27 Kasım 2011

deneme 1-2

iphone blogger application ile ilk post: bugun doktoradan kizlarla, mulkiyelilerin ikinci katindaki restoranda, ebru'nun abd seyahati oncesi son bulusma icin kavustuk, kadehlerimizi tokusturduk.. kimimiz mutlu, kimimiz telasli ve kimimiz gamli baykustuk.. 2010 ocak'ta paris'te pompedue'den aldigim bir deste rorshach karti vardi, altlik olarak tasarlanmis.. simdi onlar ebru'da, minik bir veda hediyesi..
evdeyim ve tatli kocim pink floyd belgeseli izleyerek, yine 'yaslaninca bu adam gibi olcam' demekte, bir yandan da gitarinin tellerini titretirken..
sabahki dodo kuslari bulusmasi icin portakalli kek yapmali, goz makyajimi temizlemeli, puruzsuz bir uyku cekmeliyim..
simdi aklimdan gecenler degisik.. doktoranin bana kazandirdigi arkadaslarimi seviyorum.. ebru'yu acayip ozliycem bunu biliyorum.. kizlarla daha sik bulusmaliyim, bana cok iyi geliyorlar..

09 Temmuz 2011

Fotoroman: Dut dalının altında..

Geçen hafta sonu tembel bir kaç gün geçirmek, fütursuzca yimek-içmek, anne-baba şefkatine sarmalanmak, Ankara'dan uzaklaşıp köy yaşamına gark olmak üzere, Cuma akşamı çevre yolundan topuklanarak yeşil Ayaş'a gelindi. Akşam anneanne balkonunda gövece doyuldu, babanın sınır tanımaz esprileriyle kopuldu, dayılarla potanın perileri izlenip coşuldu, erkenden yatağa sokulundu, mışıl mışıl uyundu. Cumartesi bütün gün dut dalının (bizim orada ağaç denmez, dal denir) dibinde pineklendi.

Önce dutların ara sıra inişe geçtiği masada leziz bir kahvaltı edildi, istikrarlı süren rejim anne eliyle katledildi.

§ §

■ Yapılacak İşler:
1. Kaynak metinde "Geçen hafta sonu tembel bir kaç gün" sözleriyle başlayan paragrafı, temel bilgilerini koruyarak madde listesi hâlinde yeniden yazınız.
2. Kaynak metne göre Paris'ten alınan, altlık olarak tasarlanmış kartlar veda hediyesi olarak kime verildi?

§ §

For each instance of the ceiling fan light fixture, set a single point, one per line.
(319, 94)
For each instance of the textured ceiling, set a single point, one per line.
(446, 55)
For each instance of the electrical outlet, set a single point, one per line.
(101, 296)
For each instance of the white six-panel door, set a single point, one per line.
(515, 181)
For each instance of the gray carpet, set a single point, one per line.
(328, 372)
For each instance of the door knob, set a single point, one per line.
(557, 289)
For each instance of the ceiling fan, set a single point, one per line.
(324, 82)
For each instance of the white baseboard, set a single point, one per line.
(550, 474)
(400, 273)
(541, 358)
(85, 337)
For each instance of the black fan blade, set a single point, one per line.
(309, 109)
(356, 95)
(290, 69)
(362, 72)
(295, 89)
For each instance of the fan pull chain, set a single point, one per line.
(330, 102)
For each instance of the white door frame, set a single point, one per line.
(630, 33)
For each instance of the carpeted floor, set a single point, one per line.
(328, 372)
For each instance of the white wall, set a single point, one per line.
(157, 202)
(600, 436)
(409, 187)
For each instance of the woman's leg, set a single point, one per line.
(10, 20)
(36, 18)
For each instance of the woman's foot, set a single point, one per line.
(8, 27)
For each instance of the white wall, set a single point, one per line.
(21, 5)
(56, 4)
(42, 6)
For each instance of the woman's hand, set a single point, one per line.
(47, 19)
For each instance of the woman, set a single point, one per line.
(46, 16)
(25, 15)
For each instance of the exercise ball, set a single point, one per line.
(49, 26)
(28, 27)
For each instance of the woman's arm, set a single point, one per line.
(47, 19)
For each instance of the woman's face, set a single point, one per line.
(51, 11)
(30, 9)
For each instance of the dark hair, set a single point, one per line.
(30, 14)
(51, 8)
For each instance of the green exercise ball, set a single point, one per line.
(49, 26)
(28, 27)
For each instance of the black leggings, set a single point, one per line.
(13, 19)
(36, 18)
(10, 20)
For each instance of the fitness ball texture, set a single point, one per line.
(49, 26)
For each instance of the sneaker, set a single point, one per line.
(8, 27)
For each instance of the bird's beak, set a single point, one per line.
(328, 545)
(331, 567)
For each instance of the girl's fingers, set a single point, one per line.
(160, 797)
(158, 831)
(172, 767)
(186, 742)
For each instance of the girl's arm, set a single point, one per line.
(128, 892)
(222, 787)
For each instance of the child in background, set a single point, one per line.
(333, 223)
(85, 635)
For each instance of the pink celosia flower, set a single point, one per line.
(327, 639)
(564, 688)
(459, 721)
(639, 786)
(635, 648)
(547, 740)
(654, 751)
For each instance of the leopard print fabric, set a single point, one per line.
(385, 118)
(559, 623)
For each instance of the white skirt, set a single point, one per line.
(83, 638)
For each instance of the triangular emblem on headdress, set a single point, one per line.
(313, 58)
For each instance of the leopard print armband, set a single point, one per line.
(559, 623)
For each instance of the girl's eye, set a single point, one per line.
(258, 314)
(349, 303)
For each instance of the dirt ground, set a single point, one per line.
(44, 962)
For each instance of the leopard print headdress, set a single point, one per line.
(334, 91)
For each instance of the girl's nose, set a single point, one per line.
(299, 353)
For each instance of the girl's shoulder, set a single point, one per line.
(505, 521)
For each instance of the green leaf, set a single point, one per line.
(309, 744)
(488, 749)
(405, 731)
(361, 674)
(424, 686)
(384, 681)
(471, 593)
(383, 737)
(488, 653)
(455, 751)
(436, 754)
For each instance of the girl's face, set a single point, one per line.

§ §

■ Görev Çıktıları:
1.
- Tembel birkaç gün geçirmek, doyasıya yiyip içmek, anne-baba şefkatine sarılmak ve Ankara'dan uzaklaşıp köy yaşamına dalmak amacıyla Cuma akşamı çevre yolundan Ayaş'a gelindi.
- Akşam anneanne balkonunda karınlar doyuruldu ve babanın esprileriyle gülünüldü.
- Aynı akşam dayılarla "potanın perileri" izlendi, erkenden yatılıp uyundu.
- Cumartesi bütün gün dut dalının dibinde dinlenildi. Metne göre orada ağaca "dal" denir.

2. Ebru'ya verildi.